MONTPELIER -- Biologists are trying to determine how much moose in northern New England are threatened by a species of tick that multiplied with the help of recent warmer winters.
They estimate that 150,000 ticks -- half of which can grow to the size of a grape -- can cover a large moose.
In Vermont, biologists are concerned the ticks, which become less of a problem after long, cold winters, could be contributing to a decline in the reproduction rates and general health of the state’s moose population, said Vermont moose biologist Cedric Alexander. There are an estimated 3,000 moose in Vermont.
"They’re irritated, they’re uncomfortable, they’re not feeding," Alexander said of the moose that play host to the ticks through the winter.
In New Hampshire, biologists believe the ticks are contributing to a decline in the state’s moose population, although scientists say it’s possible there are other, unknown factors as well.
"I think the basic foundation of the concern is, in our case anyway, shorter winters, more mild winters in some regard have facilitated an increase in the abundance of the tick species, called winter tick, that is having an adverse impact on moose health and survival," said Mark Ellingwood, the chief of the Wildlife Division at the New Hampshire Department of Fish and Game. He estimated the state has about 4,500 moose.
In Vermont the moose reproduction rate is lower than biologists would like. Ideally, every four adult female moose would produce six young every year, Alexander said. Recently the number has been about three.
Newborn moose are especially vulnerable to blood-sucking ticks because the calves can scrape off their fur while trying to rub off the annoying insects.
"They can die of exposure. They don’t have any way to keep themselves warm. They are already anemic, they have no fat reserves to burn off," Alexander said.
Lee Kantar, a moose biologist in Maine, said he’s trying to determine the scope of the problem in the state. He said the ticks do not appear to be as much a problem in the northern part of the state as in the southern parts.
"Obviously science is all about identifying a problem and trying to hone that down to what that problem entails," Kantar said.

▶ Extracted information:

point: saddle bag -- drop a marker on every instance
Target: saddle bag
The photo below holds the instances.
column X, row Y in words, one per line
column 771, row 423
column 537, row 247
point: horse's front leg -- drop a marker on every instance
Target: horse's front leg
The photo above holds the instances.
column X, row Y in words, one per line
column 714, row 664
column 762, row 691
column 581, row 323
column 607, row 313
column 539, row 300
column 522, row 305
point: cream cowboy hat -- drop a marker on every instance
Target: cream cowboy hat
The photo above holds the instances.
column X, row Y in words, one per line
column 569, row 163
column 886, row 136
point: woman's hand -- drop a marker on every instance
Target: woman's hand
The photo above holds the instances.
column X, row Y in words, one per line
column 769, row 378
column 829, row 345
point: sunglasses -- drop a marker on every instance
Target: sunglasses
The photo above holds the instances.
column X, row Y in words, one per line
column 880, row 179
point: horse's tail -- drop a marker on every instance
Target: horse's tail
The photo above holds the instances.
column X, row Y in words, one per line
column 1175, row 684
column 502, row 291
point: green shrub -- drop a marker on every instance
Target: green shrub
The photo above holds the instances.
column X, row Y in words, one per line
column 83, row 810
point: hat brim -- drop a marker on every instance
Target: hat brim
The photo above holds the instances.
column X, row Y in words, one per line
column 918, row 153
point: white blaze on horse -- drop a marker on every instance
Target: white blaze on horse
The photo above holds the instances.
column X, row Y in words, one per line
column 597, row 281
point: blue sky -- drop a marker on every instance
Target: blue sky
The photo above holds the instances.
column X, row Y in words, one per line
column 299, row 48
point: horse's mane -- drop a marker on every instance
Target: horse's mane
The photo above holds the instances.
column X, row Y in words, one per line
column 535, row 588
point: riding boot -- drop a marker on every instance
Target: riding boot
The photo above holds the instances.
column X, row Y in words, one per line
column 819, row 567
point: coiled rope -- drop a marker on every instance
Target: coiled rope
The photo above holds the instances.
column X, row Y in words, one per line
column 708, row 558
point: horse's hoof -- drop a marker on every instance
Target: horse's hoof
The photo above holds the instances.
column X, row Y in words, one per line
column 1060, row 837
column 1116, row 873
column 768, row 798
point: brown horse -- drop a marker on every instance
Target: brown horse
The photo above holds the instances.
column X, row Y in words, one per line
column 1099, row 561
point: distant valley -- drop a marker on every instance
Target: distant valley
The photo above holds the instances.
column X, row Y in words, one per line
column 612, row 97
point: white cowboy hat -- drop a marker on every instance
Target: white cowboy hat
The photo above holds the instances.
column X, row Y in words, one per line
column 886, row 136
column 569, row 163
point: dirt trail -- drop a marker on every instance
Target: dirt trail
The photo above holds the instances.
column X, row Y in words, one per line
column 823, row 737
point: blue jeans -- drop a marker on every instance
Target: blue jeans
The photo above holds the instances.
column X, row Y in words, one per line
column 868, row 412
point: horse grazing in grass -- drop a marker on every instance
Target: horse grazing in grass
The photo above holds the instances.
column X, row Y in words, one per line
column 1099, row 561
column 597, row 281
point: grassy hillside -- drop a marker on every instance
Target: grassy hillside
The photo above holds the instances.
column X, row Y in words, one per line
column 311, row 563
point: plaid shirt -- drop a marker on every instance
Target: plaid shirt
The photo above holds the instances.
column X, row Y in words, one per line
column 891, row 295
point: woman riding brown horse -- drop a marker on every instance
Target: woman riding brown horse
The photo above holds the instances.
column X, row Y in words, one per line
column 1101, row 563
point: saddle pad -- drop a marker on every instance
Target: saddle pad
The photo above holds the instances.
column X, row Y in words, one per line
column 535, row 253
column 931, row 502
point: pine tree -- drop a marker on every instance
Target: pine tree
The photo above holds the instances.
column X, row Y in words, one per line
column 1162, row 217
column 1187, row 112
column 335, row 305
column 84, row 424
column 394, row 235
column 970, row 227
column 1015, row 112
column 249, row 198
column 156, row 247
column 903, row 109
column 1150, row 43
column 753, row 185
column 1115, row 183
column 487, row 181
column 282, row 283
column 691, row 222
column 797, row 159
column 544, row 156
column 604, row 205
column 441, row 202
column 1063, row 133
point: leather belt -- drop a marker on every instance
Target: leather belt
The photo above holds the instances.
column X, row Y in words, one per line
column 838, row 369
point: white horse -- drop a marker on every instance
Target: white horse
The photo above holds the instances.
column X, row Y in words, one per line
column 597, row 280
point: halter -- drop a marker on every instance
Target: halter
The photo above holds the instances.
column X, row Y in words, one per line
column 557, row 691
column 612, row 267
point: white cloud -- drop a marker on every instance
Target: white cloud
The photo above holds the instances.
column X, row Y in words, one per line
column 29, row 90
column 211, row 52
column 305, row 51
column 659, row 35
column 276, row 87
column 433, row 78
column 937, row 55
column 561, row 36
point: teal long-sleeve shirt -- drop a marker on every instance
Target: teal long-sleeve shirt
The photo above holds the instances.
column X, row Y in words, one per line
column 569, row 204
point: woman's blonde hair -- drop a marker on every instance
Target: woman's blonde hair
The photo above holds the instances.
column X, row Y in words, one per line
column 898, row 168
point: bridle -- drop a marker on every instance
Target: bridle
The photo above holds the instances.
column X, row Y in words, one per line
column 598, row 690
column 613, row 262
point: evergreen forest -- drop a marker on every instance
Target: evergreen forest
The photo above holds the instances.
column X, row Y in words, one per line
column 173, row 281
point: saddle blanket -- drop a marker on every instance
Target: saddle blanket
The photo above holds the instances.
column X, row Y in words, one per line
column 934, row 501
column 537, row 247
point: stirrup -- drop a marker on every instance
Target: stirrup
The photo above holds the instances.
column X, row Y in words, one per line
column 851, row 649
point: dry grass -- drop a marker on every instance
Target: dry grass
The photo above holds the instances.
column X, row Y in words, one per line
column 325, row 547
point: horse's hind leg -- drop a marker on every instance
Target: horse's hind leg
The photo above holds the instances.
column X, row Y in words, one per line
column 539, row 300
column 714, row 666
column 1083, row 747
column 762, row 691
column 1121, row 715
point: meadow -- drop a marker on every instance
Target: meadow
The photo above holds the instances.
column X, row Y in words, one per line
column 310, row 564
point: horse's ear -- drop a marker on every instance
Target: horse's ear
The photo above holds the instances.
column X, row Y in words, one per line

▶ Your goal: Give the moose tick article again from "Newborn moose are" to "the southern parts.", swapping "calves" for "young moose". The lines have nothing to do with the moose tick article.

▶ Problem solution:
Newborn moose are especially vulnerable to blood-sucking ticks because the young moose can scrape off their fur while trying to rub off the annoying insects.
"They can die of exposure. They don’t have any way to keep themselves warm. They are already anemic, they have no fat reserves to burn off," Alexander said.
Lee Kantar, a moose biologist in Maine, said he’s trying to determine the scope of the problem in the state. He said the ticks do not appear to be as much a problem in the northern part of the state as in the southern parts.